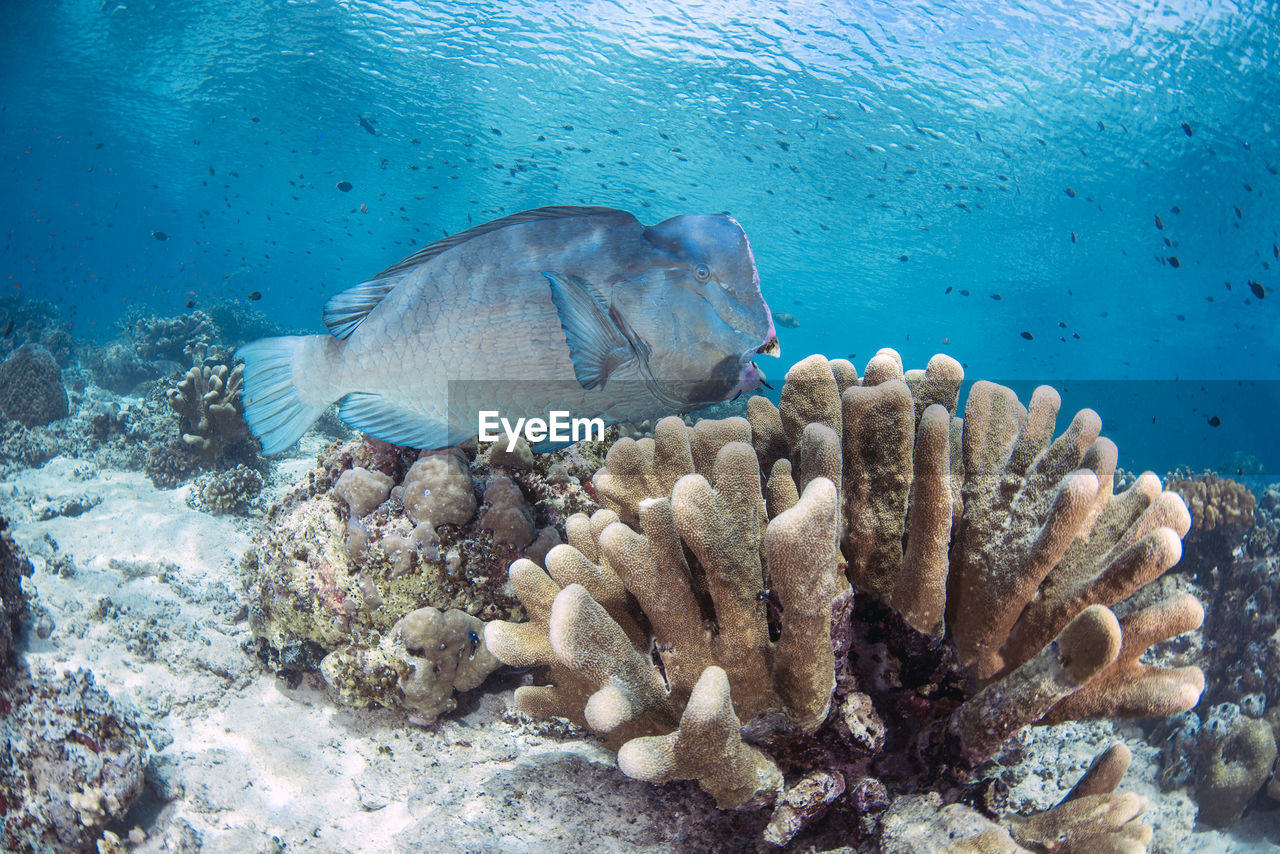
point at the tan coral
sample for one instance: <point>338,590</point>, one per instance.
<point>1009,533</point>
<point>209,401</point>
<point>988,528</point>
<point>712,681</point>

+-------+

• Exercice: Transformez toutes les lignes ci-dessus en une liste JSON de chaînes, à raison d'une chaîne par ligne, sans les lignes vides. Laissez les images hors de la réponse.

• Réponse:
[
  "point at the tan coral",
  "sample for one instance: <point>338,590</point>, one per instance.",
  "<point>1009,533</point>",
  "<point>209,401</point>",
  "<point>988,528</point>",
  "<point>712,681</point>"
]